Written task
Are you able to quote each entry exactly as written?

Information provided
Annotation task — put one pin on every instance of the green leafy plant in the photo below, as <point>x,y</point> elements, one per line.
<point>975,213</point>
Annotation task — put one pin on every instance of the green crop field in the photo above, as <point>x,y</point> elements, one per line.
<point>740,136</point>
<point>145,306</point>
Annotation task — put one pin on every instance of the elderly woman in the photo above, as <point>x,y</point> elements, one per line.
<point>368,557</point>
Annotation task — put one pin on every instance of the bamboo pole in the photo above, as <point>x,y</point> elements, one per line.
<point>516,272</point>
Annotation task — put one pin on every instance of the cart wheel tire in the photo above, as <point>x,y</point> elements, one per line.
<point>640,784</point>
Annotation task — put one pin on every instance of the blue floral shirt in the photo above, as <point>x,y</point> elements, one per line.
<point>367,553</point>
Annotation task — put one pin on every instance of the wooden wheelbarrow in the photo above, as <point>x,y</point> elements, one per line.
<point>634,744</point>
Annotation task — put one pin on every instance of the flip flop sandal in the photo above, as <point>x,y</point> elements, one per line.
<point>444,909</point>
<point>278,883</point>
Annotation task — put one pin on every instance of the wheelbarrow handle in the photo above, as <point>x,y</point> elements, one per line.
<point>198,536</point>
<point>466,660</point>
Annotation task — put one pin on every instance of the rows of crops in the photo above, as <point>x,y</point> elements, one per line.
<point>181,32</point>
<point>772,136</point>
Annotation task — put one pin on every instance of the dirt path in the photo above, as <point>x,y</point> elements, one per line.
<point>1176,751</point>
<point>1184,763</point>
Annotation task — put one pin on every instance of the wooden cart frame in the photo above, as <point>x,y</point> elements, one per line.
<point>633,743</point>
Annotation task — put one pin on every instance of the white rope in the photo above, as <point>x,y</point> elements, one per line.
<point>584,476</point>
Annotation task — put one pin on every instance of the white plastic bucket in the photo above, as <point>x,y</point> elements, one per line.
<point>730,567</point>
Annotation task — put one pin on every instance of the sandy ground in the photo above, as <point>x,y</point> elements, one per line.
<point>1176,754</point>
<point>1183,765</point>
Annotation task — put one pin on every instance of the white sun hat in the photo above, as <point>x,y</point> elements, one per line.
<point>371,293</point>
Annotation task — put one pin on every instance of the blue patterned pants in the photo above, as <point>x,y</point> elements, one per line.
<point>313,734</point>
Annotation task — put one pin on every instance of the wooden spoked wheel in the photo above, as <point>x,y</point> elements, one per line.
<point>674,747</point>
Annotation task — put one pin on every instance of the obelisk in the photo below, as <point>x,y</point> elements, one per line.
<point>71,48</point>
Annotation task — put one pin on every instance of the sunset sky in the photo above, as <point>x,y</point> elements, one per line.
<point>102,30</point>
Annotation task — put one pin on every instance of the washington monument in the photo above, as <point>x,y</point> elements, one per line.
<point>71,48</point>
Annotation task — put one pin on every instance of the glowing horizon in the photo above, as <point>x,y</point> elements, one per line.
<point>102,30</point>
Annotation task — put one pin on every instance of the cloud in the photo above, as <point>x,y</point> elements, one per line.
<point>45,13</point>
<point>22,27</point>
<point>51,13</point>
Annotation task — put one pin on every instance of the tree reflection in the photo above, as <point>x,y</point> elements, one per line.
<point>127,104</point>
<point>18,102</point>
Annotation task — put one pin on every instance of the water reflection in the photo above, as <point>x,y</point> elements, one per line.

Full solution
Annotation task — put one pin on every instance of the green leafy plant in the photo below, as <point>x,y</point> elements, one per line.
<point>975,213</point>
Annotation task — put one pin on every instance of the green crop field in the photo above, as <point>x,y</point> elements, one per line.
<point>740,136</point>
<point>145,306</point>
Annotation task — put one pin on every instance of the elderly woman in the photo above, as <point>x,y</point> elements, one per line.
<point>368,557</point>
Annotation task — put one pin on every instance of the bamboo pole in the photo above, as <point>x,y</point> elements, one per line.
<point>516,272</point>
Annotation task — put one pin on every instance of the cart wheel tire in the photo above, as <point>x,y</point> elements, one per line.
<point>640,784</point>
Annotation task — put one pin on every instance of the blue floral shirt in the photo above, as <point>x,y</point> elements, one per line.
<point>367,553</point>
Annotation task — put one pin on every instance of the wooden wheelbarrow in the photo above, as <point>x,y</point> elements, one per line.
<point>634,744</point>
Annotation task — put one pin on every instance of the flip flop sandal in the photo above, as <point>x,y</point> elements, one per line.
<point>444,909</point>
<point>278,883</point>
Annotation task — put one pin on every instance of the wheelbarrow handle in the photo above, as <point>x,y</point> elements, one per line.
<point>198,536</point>
<point>466,660</point>
Annotation task — put one pin on every instance of the rows of crops in the photo above, as <point>x,y</point> elements, one per line.
<point>181,32</point>
<point>772,136</point>
Annotation task — put one pin on every instance of the dirt path in the photo above, as <point>x,y</point> elements, one per line.
<point>1176,751</point>
<point>1184,763</point>
Annotation task — put one pin on every instance of the wooden cart frame in the photo above, as <point>x,y</point> elements, one per line.
<point>633,743</point>
Annotation task — put one pin on every instance of the white rope in the photo above, as <point>x,y</point> elements, one per line.
<point>584,476</point>
Annotation task — put one pin on every instance of the white plastic bucket in the photo above, as <point>x,y</point> elements, one per line.
<point>730,567</point>
Annotation task — put one pin on every instance of the sandy ground in the photo above, as <point>x,y</point> elements, one per line.
<point>1176,754</point>
<point>1183,765</point>
Annotation task — put one pin on every instance of the white sun hat in the photo above, as <point>x,y</point> elements, one per line.
<point>371,293</point>
Annotation task — put one pin on every instance of the blue patterned pants in the photo above, as <point>x,y</point> elements, one per line.
<point>313,734</point>
Annotation task — put one pin on every instance of the wooden spoked wheel in the photo above, as <point>x,y</point> elements, one per line.
<point>674,747</point>
Annotation task — put one pin on every instance of the obelisk in the photo below, as <point>x,y</point> elements, one per line.
<point>71,48</point>
Annotation task — put one pin on every instance of the sunset sky in the photo above, as <point>x,y</point> elements, one per line.
<point>102,30</point>
Annotation task — put one pin on every instance of the washington monument in the photo above, as <point>x,y</point> elements, one per line.
<point>71,48</point>
Annotation task — put one pin on every instance of the glowing horizon in the photo above, as <point>x,y</point> elements, one per line.
<point>102,30</point>
Annotation task — put one pin on every instance of the cloud in the photo above, as <point>x,y</point> elements, one per line.
<point>45,13</point>
<point>22,27</point>
<point>51,13</point>
Annotation task — put one pin on every instance of the tree reflection in the photo above, as <point>x,y</point> elements, one per line.
<point>127,104</point>
<point>18,102</point>
Annotation task — put one pin on every instance of the water reflection in the photo above, as <point>x,y</point> elements, one per line.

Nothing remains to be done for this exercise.